Output as a JSON list of strings every line of the records below, from the line with "If you could place a marker on the stainless" through the end of the records, one string per line and blank lines left out.

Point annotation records
----------------

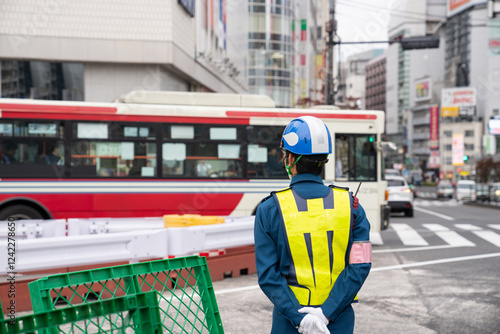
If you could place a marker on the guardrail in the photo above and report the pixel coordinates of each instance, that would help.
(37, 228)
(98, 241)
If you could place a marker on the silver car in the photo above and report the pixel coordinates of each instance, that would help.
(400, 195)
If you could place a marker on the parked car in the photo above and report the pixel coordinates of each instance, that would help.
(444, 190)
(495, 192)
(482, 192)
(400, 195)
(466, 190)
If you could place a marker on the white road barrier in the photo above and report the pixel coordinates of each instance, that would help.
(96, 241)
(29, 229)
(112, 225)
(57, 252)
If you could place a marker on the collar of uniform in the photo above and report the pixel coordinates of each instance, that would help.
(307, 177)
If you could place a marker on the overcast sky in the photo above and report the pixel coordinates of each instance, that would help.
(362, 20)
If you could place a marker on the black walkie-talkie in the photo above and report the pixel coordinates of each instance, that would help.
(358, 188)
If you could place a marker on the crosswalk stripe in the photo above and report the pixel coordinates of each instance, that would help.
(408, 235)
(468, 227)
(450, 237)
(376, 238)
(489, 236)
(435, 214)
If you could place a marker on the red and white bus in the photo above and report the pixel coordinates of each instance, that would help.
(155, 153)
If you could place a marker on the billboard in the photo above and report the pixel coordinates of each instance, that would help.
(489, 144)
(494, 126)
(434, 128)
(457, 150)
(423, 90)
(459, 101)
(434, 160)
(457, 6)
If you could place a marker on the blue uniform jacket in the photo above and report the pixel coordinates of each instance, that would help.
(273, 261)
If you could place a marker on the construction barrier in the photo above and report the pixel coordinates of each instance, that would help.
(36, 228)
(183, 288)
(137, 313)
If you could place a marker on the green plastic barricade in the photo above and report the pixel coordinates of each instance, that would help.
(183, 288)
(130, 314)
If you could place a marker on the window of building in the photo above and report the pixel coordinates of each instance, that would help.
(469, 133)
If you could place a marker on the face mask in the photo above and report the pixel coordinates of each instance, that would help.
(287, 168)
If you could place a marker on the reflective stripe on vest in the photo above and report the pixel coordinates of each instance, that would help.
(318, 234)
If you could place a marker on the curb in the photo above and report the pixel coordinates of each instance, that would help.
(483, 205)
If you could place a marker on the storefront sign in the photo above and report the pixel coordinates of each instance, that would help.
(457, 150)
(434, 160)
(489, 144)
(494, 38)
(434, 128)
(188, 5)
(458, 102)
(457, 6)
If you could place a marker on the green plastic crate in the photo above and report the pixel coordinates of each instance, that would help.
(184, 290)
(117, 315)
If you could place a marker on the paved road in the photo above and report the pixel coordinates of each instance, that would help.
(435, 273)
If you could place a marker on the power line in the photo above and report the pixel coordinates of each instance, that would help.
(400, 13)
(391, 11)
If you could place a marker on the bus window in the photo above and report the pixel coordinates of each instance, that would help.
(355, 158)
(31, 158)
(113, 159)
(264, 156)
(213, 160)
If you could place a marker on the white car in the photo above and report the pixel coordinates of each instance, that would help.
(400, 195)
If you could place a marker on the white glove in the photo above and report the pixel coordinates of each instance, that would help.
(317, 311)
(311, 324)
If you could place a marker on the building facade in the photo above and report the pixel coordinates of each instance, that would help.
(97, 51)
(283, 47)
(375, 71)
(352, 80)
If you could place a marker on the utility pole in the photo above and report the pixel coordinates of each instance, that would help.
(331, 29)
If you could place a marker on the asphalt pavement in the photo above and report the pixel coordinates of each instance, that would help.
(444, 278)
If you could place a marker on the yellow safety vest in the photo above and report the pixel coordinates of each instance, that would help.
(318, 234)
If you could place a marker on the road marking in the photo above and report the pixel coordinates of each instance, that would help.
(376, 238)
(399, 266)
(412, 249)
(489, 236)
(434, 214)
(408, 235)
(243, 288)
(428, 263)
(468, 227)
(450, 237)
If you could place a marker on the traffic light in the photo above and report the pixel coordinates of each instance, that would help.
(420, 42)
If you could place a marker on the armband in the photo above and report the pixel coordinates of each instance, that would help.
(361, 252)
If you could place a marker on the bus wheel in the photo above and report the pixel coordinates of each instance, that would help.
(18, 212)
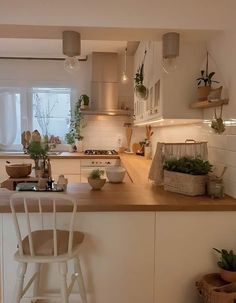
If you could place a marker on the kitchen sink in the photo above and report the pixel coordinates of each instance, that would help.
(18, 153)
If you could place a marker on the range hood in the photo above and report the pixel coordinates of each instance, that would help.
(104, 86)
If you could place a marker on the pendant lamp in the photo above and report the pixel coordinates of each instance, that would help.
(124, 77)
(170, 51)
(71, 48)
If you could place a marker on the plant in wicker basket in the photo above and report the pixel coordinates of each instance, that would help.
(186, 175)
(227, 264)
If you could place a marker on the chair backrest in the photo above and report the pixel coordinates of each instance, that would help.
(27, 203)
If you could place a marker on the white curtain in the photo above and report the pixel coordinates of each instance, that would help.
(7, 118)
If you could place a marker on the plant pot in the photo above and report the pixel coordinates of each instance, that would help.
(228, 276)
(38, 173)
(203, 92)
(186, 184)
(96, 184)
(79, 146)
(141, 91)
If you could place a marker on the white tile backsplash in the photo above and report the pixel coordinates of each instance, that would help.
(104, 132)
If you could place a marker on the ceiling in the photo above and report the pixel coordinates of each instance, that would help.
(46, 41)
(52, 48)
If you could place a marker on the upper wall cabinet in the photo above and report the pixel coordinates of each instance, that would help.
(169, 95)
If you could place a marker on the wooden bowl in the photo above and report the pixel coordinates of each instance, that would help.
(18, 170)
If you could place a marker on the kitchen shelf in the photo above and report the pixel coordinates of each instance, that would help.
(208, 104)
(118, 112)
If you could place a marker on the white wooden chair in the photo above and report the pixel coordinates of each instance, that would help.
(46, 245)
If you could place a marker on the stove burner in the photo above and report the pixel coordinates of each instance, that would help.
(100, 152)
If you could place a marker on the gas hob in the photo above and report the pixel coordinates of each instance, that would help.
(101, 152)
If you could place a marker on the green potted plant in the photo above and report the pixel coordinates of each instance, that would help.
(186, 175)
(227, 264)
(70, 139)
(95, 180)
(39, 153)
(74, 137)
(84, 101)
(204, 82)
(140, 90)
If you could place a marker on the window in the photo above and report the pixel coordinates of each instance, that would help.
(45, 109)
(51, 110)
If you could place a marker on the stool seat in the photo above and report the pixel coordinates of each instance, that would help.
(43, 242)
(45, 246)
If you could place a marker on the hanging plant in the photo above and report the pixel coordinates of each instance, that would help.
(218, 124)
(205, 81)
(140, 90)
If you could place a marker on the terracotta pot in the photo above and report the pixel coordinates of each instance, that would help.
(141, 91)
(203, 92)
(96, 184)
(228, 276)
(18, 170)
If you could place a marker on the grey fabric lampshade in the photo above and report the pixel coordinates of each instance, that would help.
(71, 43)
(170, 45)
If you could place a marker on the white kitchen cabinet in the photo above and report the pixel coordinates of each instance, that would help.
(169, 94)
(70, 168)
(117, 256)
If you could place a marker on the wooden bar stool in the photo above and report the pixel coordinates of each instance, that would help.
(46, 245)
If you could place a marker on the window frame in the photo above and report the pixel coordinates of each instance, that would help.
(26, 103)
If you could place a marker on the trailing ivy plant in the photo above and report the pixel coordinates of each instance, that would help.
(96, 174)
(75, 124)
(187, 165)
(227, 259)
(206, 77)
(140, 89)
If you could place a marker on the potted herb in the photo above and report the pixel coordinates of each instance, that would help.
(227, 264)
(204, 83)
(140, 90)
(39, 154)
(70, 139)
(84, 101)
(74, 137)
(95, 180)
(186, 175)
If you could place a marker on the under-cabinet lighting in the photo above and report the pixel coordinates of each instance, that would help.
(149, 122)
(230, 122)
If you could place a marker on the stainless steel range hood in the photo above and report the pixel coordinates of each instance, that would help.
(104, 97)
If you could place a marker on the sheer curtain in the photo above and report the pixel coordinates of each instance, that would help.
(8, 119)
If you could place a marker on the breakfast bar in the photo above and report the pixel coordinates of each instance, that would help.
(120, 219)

----------------

TASK OUTPUT:
[
  "If you could place a marker on the stainless steel range hood in the photo above and report the pixel coordinates of each instance, that would help.",
  "(104, 97)",
  "If you could place a marker on the sheer curtain in the photo above and report the pixel coordinates of each instance, that would help.",
  "(8, 119)",
  "If you could place a marker on the breakfast bar in the photo above and report the pixel coordinates of each instance, that would help.",
  "(120, 219)"
]